Give the number of lines below that hold the string "ground", and nothing more.

[[ DATASET open ]]

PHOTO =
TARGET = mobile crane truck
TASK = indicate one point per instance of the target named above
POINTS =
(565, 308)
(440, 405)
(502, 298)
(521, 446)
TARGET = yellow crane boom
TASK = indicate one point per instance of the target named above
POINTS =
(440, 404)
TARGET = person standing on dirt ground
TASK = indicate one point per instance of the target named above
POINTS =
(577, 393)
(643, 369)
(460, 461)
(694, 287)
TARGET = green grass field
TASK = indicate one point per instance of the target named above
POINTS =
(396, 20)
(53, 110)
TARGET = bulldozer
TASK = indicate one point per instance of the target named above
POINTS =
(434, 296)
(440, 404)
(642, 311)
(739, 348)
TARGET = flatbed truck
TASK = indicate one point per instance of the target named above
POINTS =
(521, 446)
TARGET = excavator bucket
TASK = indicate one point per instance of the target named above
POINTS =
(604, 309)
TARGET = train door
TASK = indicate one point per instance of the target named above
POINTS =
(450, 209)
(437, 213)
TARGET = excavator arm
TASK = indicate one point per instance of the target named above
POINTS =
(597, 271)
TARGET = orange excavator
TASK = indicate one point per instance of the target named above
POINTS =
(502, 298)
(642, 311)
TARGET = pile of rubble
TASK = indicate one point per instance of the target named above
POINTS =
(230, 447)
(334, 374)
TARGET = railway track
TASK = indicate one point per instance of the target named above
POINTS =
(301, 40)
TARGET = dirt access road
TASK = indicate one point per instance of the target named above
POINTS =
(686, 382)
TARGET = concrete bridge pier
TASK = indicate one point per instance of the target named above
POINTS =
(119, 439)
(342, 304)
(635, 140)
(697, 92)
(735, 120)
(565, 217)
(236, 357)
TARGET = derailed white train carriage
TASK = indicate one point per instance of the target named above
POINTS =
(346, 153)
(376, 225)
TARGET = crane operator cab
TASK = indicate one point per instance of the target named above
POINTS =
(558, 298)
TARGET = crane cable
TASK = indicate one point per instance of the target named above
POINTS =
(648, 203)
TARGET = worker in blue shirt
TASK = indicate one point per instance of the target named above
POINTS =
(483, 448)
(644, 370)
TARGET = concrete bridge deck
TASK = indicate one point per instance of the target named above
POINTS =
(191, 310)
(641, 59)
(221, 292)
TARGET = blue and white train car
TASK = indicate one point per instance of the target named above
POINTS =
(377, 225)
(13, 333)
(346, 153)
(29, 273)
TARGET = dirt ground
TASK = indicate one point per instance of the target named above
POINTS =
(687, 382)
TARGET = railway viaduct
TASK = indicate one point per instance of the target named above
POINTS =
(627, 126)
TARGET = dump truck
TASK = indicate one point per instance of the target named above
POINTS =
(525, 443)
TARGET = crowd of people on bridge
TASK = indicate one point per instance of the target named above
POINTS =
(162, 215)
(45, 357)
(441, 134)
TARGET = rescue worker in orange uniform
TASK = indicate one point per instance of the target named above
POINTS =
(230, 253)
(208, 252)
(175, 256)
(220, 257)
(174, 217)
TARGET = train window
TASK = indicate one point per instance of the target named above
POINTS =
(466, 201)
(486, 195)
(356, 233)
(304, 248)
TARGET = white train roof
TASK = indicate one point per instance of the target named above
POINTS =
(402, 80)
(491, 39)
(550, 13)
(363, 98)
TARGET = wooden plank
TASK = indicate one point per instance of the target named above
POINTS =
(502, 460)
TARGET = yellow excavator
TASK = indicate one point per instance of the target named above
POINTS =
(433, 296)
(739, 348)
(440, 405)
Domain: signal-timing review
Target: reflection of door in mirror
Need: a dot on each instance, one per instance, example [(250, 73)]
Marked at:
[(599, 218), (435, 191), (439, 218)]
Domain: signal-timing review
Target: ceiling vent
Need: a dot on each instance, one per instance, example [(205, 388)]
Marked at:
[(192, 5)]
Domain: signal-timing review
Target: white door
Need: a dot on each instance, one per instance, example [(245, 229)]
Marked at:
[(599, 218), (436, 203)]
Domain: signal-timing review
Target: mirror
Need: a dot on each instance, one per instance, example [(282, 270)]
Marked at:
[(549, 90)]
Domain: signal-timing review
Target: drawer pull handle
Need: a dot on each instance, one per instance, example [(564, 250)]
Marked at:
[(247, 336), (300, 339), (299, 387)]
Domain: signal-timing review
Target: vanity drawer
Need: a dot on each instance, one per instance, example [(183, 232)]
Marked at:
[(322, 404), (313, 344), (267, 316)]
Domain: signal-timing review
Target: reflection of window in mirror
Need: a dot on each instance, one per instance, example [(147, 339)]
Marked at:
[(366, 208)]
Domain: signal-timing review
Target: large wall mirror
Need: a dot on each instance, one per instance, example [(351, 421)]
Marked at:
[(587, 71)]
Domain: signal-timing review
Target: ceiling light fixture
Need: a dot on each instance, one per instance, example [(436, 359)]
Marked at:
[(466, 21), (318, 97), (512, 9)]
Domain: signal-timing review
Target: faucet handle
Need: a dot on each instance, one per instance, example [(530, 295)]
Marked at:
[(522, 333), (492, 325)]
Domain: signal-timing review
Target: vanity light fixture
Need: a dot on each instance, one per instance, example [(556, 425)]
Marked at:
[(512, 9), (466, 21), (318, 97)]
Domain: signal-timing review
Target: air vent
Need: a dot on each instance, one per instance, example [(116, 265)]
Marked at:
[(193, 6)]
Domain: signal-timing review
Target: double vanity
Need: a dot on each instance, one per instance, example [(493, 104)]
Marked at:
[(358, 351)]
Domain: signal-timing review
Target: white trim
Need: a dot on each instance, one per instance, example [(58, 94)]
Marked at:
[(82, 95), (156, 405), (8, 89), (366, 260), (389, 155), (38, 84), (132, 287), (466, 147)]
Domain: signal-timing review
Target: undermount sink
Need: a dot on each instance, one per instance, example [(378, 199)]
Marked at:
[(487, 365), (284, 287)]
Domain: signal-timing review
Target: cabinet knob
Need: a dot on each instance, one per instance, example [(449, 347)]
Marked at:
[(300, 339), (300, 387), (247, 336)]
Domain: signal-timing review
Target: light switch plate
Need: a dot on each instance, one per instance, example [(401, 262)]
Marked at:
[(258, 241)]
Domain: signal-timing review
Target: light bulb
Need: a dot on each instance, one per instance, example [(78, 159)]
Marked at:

[[ DATASET closed ]]

> YOUR SOLUTION
2